The request:
Locate the line containing "Question. Indicate the horse's tail" in the data below. Reproduce it and every following line up to the end, exactly as given.

Entries:
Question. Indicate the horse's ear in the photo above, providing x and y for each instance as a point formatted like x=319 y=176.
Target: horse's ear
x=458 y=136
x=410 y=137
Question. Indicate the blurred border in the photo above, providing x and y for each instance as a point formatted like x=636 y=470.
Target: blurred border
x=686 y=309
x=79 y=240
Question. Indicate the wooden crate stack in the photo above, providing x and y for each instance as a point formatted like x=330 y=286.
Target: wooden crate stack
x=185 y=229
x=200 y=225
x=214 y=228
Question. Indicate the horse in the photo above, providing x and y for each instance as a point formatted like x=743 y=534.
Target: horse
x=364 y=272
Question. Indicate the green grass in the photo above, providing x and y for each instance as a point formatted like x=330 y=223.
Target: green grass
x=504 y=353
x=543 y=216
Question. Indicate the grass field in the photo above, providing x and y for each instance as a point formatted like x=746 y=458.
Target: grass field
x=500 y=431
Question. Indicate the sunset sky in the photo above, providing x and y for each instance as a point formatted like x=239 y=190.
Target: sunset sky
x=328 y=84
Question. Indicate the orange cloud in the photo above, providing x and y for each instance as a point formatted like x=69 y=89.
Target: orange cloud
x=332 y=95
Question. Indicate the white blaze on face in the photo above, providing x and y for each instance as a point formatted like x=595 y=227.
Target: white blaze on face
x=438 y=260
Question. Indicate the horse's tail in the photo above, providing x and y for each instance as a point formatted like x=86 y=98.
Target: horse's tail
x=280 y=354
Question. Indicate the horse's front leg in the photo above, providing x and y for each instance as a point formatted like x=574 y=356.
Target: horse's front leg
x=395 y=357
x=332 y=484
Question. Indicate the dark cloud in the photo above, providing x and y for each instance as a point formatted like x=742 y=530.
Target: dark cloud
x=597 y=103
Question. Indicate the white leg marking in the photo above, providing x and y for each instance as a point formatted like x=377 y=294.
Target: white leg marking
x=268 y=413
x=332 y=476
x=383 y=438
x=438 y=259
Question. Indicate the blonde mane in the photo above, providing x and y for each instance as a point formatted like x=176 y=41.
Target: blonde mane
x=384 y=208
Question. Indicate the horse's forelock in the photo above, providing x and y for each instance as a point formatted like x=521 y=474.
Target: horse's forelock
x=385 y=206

Exercise output:
Question. Indicate the horse's tail in the photo above, providing x and y for each instance as a point formatted like x=86 y=98.
Target: horse's tail
x=280 y=354
Question. Indicate the horse's front leg in the photo above, providing x and y for each instance as a point formatted like x=574 y=356.
Target: horse's front leg
x=395 y=357
x=332 y=484
Question. Indicate the dark cloud in the photo above, providing x and y for each instance as a point formatted like x=742 y=530.
Target: dark cloud
x=597 y=103
Question. Indicate the white leg marking in the photo above, providing x and y for each instance as a point formatted like x=377 y=294.
Target: white leg marking
x=268 y=413
x=332 y=476
x=383 y=438
x=438 y=259
Question. Indicate the blonde mane in the photo above, providing x and y for each instance as a point formatted like x=176 y=41.
Target: blonde mane
x=384 y=208
Question. Indicate the horse's forelock in the photo above, providing x and y for each instance as a point formatted like x=521 y=474.
Target: horse's forelock
x=385 y=206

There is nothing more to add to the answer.